What did you uncover from your work on the biography?

Huge question! You could say that my overall ambition was to uncover the whole story, that is, get behind the myths and conduct the time-consuming research that has never been done, uncover the real story of his life, his deeds, and his destiny, the one based solely on facts.

By digging in archives, both known and hitherto unknown, both official and private, and by meeting and interviewing family, survivors, and collaborators, I managed to uncover a lot when it comes to his life before Budapest, who he really was as a person. I was also able to get close to the real day-to-day work in Budapest, to go behind the myths of the lonesome hero Wallenberg. Raoul Wallenberg was not the only neutral diplomat active in rescue missions in Budapest that autumn; he was more to be seen as a key player in a collective effort. He stood out, indeed, building an organization with 350 people employed that functioned as a well-organized business in the middle of chaos. And I believe that I am the first one ever to depict the whole post-war drama, from all perspectives: the family, the Kremlin, and the government of Sweden. I could, among other things, reveal that the sudden rise of awareness of the Raoul Wallenberg case on an international level and his sudden international fame was a result of, among other things, a CIA covert psychological operation in Europe.

Why was he arrested as a spy by the Soviets, and what was his fate?

I always say that I would have been more surprised if the Soviets had not arrested Raoul Wallenberg, given all the various suspicions the Kremlin linked to his person. The real enigma is why he wasn’t released.

We don’t know for sure why he was arrested.He was never prosecuted, there was never a trial, and no interrogation protocols have ever been made public. What we know is that he told his cellmates he was accused of being a spy. Why? Well, to start with, Raoul Wallenberg’s rescue mission was a cooperation between neutral Sweden and the United States, through the War Refugee Board. Since Stalin’s suspicions toward the US had started to reach a world war level already in 1944, the American involvement in Wallenberg’s mission most certainly was enough reason.

Photo credit: Ingrid Carlberg

Prison card that registered Raoul Wallenberg in the Lubyanka Prison. Photo credit: Ingrid Carlberg

Stalin was convinced that the Western allies were betraying him, negotiating in secrecy a separate peace with Germany. Such negotiations indeed took place in secrecy, and relatives of Raoul Wallenberg, the bank directors Jacob and Marcus Wallenberg, had acted as secret messengers in between. So both the link to the US and the link to Jacob and Marcus Wallenberg were, in the conspiratorial surroundings of Stalin, more than enough to motivate an arrest of Raoul Wallenberg.

We still do not know for sure his fate. We know that he lived in Moscow prisons for at least two-and-a-half years, and today we can follow how he was moved around. But the concrete traces disappear in July 1947, when Russia still claims today that he died a natural death, from a heart attack in his cell in Lubyanka prison. For several reasons, we can be very sure that this is a lie, which does not mean we can prove that he lived much longer. Research is still going on.

How should we remember him?

As a young man, only 32 years old, who immediately and with an impressive drive understood that, in a situation where tens of thousands of people are fleeing from absolute evil, political declarations and emotional speeches are never enough, no matter how beautifully worded; who understood that in order to save lives in a desperate situation you have to be action-oriented, hands on. You have to organize and deliver.

** TASK TO CARRY OUT **
Answer these questions using the interview about Raoul Wallenberg:
1. How many people were employed in the organization Wallenberg built in Budapest?
2. Which relatives of his acted as secret messengers in the negotiations with Germany?
3. According to Russia, what caused his death in July 1947?

** Collection entries **
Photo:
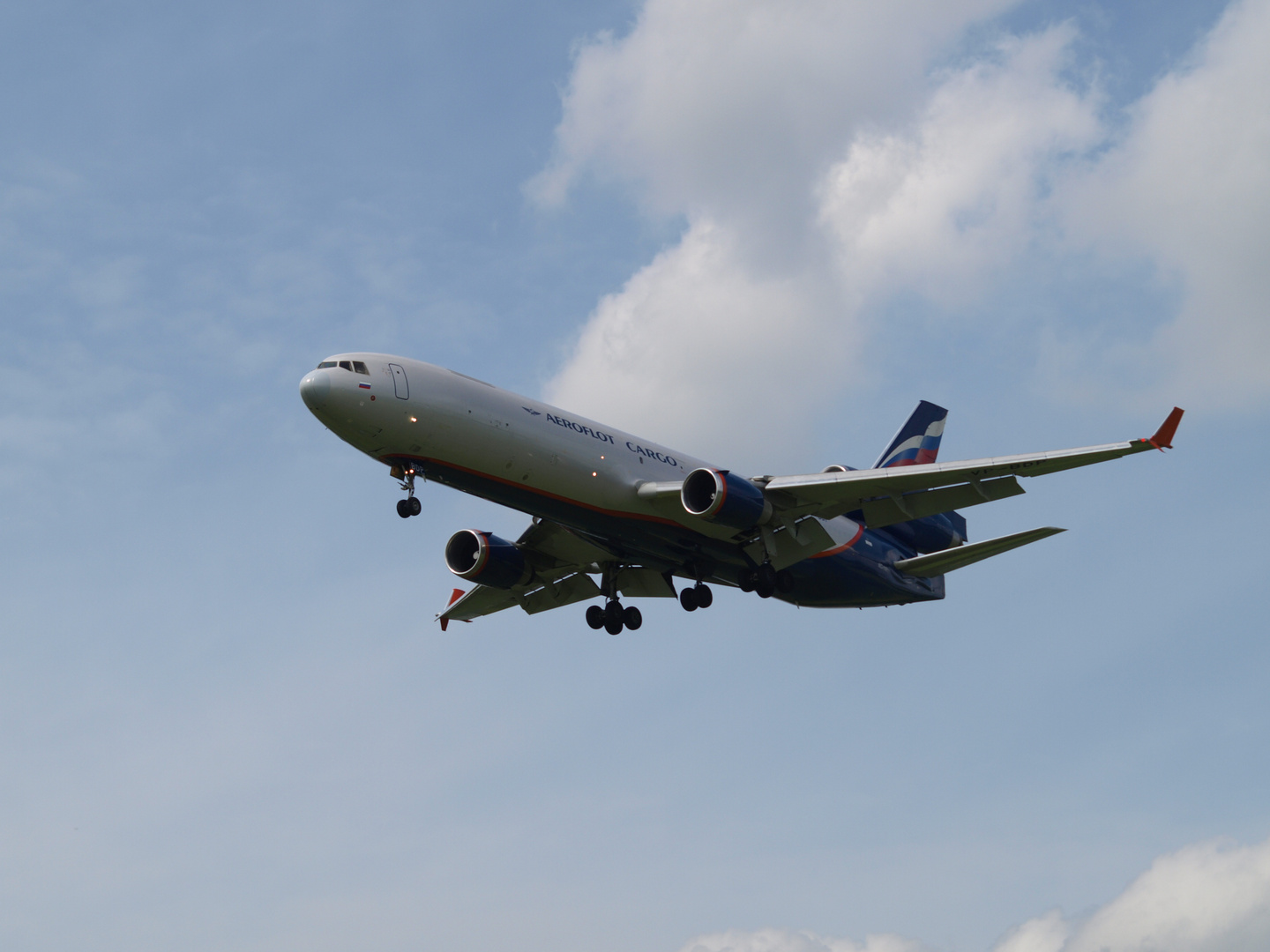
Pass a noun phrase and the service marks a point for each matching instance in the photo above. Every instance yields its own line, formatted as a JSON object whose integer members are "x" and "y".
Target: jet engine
{"x": 485, "y": 559}
{"x": 721, "y": 496}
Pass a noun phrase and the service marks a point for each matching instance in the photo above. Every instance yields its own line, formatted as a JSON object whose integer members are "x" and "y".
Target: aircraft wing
{"x": 905, "y": 493}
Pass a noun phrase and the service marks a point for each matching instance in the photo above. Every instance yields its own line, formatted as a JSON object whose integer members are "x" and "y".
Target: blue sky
{"x": 759, "y": 231}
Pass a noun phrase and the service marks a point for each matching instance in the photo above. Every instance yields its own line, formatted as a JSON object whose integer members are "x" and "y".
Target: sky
{"x": 757, "y": 231}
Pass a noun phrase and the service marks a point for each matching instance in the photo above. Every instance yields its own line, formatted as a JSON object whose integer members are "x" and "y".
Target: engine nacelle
{"x": 487, "y": 560}
{"x": 721, "y": 496}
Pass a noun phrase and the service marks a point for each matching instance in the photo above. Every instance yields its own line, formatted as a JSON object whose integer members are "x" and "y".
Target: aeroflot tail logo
{"x": 579, "y": 428}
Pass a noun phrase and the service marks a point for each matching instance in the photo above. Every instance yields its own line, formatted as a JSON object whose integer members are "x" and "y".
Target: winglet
{"x": 453, "y": 597}
{"x": 1163, "y": 438}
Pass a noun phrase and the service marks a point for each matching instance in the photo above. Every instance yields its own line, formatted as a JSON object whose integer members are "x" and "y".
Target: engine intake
{"x": 721, "y": 496}
{"x": 485, "y": 559}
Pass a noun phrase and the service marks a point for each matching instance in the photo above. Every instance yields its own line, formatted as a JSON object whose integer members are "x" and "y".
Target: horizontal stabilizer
{"x": 938, "y": 562}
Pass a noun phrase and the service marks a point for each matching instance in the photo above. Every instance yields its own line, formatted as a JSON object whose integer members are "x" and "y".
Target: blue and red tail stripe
{"x": 918, "y": 439}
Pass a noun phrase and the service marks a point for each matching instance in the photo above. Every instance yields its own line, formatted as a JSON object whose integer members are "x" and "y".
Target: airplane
{"x": 639, "y": 517}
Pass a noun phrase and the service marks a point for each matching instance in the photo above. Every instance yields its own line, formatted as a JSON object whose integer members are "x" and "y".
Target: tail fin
{"x": 917, "y": 441}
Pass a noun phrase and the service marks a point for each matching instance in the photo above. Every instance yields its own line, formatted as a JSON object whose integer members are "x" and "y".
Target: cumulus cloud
{"x": 1206, "y": 897}
{"x": 823, "y": 172}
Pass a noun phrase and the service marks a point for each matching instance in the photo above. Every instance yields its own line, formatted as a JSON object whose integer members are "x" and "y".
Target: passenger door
{"x": 399, "y": 383}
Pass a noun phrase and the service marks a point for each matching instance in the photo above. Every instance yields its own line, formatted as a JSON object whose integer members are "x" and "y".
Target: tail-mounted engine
{"x": 721, "y": 496}
{"x": 487, "y": 559}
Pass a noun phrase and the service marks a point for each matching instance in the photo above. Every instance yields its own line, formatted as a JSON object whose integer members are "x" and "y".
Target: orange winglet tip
{"x": 1163, "y": 438}
{"x": 453, "y": 597}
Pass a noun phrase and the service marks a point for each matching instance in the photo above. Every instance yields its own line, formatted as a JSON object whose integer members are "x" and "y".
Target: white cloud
{"x": 823, "y": 175}
{"x": 1206, "y": 897}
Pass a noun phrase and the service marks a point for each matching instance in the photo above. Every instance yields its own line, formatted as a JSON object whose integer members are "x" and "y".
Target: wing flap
{"x": 931, "y": 502}
{"x": 940, "y": 562}
{"x": 557, "y": 594}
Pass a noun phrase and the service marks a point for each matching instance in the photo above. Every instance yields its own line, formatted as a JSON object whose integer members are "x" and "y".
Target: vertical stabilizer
{"x": 917, "y": 441}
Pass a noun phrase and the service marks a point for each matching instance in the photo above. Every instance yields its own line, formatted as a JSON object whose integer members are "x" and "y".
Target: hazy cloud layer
{"x": 1206, "y": 897}
{"x": 823, "y": 175}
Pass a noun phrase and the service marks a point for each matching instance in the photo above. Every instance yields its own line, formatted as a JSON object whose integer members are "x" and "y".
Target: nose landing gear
{"x": 410, "y": 505}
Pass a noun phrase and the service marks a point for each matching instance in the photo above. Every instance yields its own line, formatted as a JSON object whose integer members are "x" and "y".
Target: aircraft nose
{"x": 314, "y": 389}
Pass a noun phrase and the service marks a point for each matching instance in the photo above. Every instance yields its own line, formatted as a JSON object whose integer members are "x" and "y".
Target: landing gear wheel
{"x": 614, "y": 617}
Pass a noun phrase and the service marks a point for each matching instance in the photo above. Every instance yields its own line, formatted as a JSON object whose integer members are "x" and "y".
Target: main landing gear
{"x": 766, "y": 580}
{"x": 612, "y": 617}
{"x": 696, "y": 597}
{"x": 410, "y": 505}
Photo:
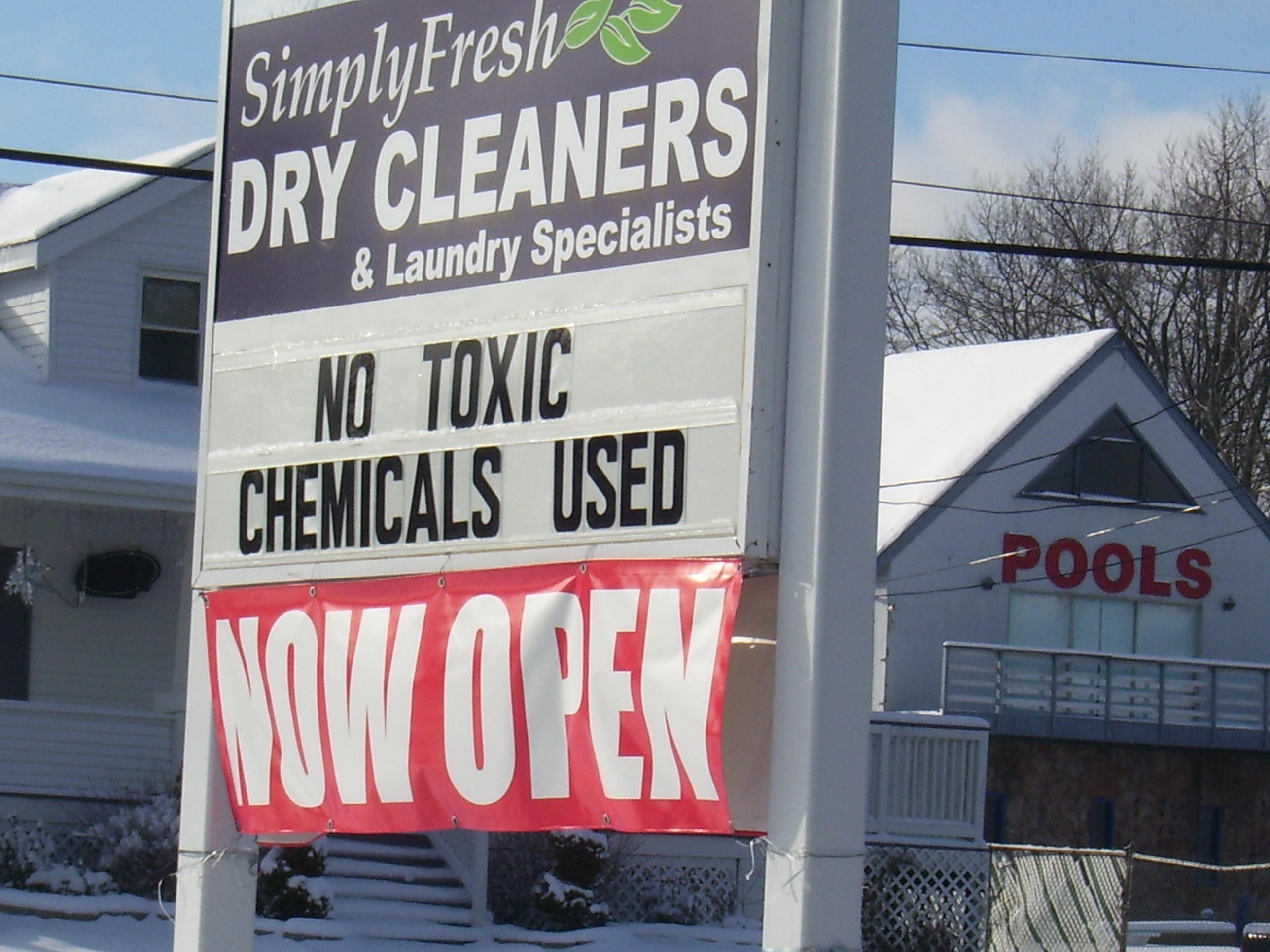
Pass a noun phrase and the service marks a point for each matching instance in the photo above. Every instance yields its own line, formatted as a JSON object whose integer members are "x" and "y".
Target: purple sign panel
{"x": 390, "y": 148}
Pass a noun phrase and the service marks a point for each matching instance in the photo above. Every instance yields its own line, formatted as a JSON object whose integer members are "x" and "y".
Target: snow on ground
{"x": 117, "y": 933}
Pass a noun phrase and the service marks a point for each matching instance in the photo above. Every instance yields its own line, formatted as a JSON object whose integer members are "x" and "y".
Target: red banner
{"x": 544, "y": 697}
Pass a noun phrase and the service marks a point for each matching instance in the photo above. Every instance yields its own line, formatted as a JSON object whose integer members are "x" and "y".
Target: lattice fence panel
{"x": 636, "y": 887}
{"x": 649, "y": 889}
{"x": 925, "y": 899}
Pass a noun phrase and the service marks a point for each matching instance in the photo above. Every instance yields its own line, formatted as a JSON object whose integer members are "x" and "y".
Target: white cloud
{"x": 962, "y": 140}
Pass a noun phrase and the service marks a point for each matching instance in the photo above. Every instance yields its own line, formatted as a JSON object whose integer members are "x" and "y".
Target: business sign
{"x": 1113, "y": 567}
{"x": 486, "y": 285}
{"x": 540, "y": 697}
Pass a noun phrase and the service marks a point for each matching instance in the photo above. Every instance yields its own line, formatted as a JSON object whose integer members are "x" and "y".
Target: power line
{"x": 103, "y": 88}
{"x": 79, "y": 162}
{"x": 1077, "y": 254}
{"x": 1083, "y": 204}
{"x": 1080, "y": 58}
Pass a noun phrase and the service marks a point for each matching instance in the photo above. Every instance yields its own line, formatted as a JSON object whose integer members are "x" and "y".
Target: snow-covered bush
{"x": 567, "y": 893}
{"x": 70, "y": 882}
{"x": 290, "y": 884}
{"x": 138, "y": 846}
{"x": 25, "y": 850}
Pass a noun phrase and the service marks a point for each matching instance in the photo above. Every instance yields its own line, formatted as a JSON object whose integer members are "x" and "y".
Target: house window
{"x": 1212, "y": 819}
{"x": 1112, "y": 464}
{"x": 1103, "y": 625}
{"x": 1208, "y": 846}
{"x": 995, "y": 816}
{"x": 1103, "y": 823}
{"x": 169, "y": 331}
{"x": 14, "y": 636}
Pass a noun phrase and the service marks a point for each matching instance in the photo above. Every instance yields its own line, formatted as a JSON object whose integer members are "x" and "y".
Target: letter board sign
{"x": 487, "y": 287}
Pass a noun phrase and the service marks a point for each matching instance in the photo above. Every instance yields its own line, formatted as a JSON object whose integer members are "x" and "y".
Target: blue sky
{"x": 959, "y": 116}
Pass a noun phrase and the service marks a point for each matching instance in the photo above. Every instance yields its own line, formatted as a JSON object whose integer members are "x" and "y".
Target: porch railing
{"x": 67, "y": 750}
{"x": 1179, "y": 702}
{"x": 926, "y": 779}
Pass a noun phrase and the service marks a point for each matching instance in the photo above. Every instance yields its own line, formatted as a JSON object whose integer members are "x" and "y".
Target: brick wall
{"x": 1051, "y": 785}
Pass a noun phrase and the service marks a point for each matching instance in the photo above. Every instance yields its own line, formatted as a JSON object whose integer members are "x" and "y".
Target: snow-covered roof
{"x": 76, "y": 441}
{"x": 31, "y": 212}
{"x": 943, "y": 410}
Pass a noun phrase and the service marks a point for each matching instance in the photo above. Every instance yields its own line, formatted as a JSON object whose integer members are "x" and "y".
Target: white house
{"x": 1062, "y": 554}
{"x": 102, "y": 282}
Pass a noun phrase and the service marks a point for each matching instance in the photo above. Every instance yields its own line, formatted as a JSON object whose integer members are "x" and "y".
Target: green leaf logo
{"x": 620, "y": 42}
{"x": 651, "y": 16}
{"x": 586, "y": 22}
{"x": 619, "y": 34}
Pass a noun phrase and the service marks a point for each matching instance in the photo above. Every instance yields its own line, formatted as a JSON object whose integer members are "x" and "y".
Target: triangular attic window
{"x": 1112, "y": 464}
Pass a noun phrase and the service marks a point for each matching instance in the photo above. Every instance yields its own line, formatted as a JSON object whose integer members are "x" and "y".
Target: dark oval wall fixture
{"x": 124, "y": 574}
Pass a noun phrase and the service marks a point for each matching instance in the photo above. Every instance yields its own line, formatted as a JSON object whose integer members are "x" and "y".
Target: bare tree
{"x": 1203, "y": 332}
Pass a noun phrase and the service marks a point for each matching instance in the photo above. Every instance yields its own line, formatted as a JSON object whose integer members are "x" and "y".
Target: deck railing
{"x": 926, "y": 779}
{"x": 67, "y": 750}
{"x": 1132, "y": 699}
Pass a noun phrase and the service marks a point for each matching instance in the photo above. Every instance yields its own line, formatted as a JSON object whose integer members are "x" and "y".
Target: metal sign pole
{"x": 821, "y": 726}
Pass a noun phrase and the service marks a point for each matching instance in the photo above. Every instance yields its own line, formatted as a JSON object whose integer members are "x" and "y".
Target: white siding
{"x": 25, "y": 312}
{"x": 106, "y": 653}
{"x": 98, "y": 287}
{"x": 78, "y": 750}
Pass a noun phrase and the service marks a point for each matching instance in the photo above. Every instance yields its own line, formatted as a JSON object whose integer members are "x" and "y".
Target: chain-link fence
{"x": 1050, "y": 899}
{"x": 933, "y": 899}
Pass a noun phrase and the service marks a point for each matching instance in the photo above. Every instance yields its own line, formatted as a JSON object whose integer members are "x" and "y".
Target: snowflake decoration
{"x": 26, "y": 577}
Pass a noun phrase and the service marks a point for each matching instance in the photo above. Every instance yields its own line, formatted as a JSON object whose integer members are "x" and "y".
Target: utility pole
{"x": 828, "y": 551}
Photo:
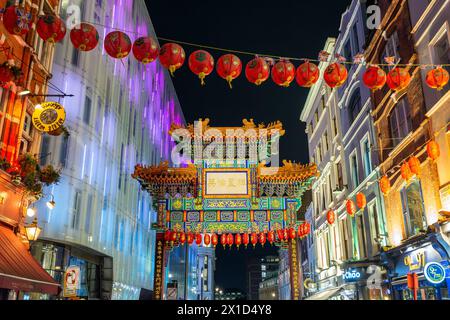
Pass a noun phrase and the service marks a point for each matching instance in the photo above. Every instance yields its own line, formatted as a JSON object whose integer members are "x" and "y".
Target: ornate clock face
{"x": 49, "y": 116}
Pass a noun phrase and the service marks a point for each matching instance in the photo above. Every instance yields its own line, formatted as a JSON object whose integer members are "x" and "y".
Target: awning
{"x": 19, "y": 270}
{"x": 325, "y": 295}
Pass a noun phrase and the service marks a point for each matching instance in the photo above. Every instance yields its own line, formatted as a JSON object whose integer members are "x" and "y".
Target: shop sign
{"x": 71, "y": 281}
{"x": 435, "y": 273}
{"x": 354, "y": 275}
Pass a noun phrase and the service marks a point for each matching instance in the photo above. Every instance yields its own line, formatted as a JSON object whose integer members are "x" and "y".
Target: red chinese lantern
{"x": 182, "y": 238}
{"x": 398, "y": 79}
{"x": 307, "y": 229}
{"x": 286, "y": 234}
{"x": 214, "y": 240}
{"x": 433, "y": 150}
{"x": 223, "y": 240}
{"x": 173, "y": 236}
{"x": 51, "y": 28}
{"x": 230, "y": 240}
{"x": 385, "y": 185}
{"x": 84, "y": 37}
{"x": 207, "y": 239}
{"x": 280, "y": 234}
{"x": 331, "y": 217}
{"x": 229, "y": 67}
{"x": 190, "y": 238}
{"x": 361, "y": 200}
{"x": 262, "y": 239}
{"x": 172, "y": 57}
{"x": 351, "y": 208}
{"x": 307, "y": 74}
{"x": 145, "y": 49}
{"x": 257, "y": 71}
{"x": 271, "y": 237}
{"x": 414, "y": 165}
{"x": 374, "y": 78}
{"x": 335, "y": 75}
{"x": 406, "y": 172}
{"x": 437, "y": 78}
{"x": 17, "y": 21}
{"x": 283, "y": 73}
{"x": 245, "y": 239}
{"x": 238, "y": 240}
{"x": 167, "y": 235}
{"x": 201, "y": 63}
{"x": 198, "y": 239}
{"x": 117, "y": 44}
{"x": 292, "y": 234}
{"x": 254, "y": 239}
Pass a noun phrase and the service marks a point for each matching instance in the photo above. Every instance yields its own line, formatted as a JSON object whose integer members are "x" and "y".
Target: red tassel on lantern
{"x": 117, "y": 44}
{"x": 201, "y": 64}
{"x": 331, "y": 217}
{"x": 406, "y": 172}
{"x": 238, "y": 240}
{"x": 398, "y": 79}
{"x": 335, "y": 75}
{"x": 257, "y": 71}
{"x": 84, "y": 37}
{"x": 172, "y": 57}
{"x": 361, "y": 201}
{"x": 385, "y": 185}
{"x": 145, "y": 49}
{"x": 351, "y": 208}
{"x": 229, "y": 67}
{"x": 307, "y": 74}
{"x": 17, "y": 21}
{"x": 433, "y": 150}
{"x": 245, "y": 239}
{"x": 51, "y": 28}
{"x": 414, "y": 165}
{"x": 437, "y": 78}
{"x": 207, "y": 239}
{"x": 374, "y": 78}
{"x": 283, "y": 73}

** EXERCISE SOLUTION **
1. 350 people.
2. The bank directors Jacob and Marcus Wallenberg.
3. A heart attack in his cell in Lubyanka prison, which Russia describes as a natural death.